#### [STATED PROBLEM]
Pull out the text of every entry below word for word, leaving the pictures out of your answer.

═══ DATA ═══

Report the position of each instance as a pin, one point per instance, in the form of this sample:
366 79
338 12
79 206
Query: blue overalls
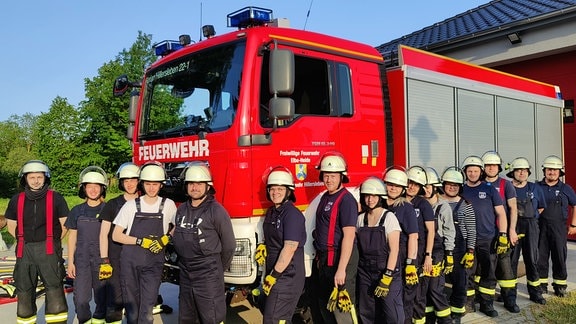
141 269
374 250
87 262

═══

#### [TASK OUTPUT]
Report the position of each instance as a pin, one point per instance, in the form of this sample:
366 79
338 12
79 206
Query: blue overalls
141 269
374 250
87 262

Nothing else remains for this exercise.